■ **PROBLEM**
Pull out each line of the data that contains the string "grass" and copy it. Case counts.

■ **EXERCISE DATA**
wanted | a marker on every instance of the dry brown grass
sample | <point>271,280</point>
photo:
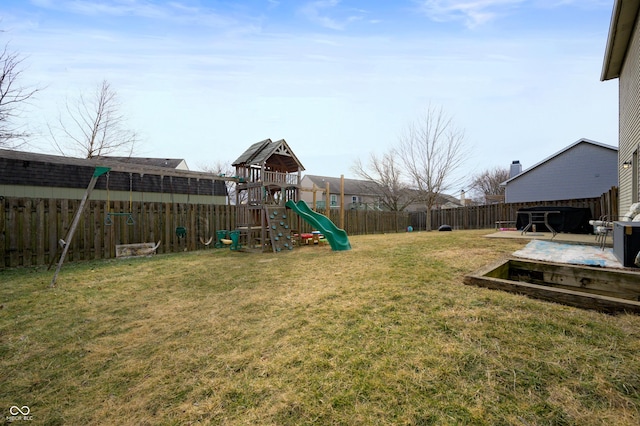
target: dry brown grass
<point>382,334</point>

■ **WORKED SOLUTION**
wanted | a marker on every instance of the dry brown grass
target: dry brown grass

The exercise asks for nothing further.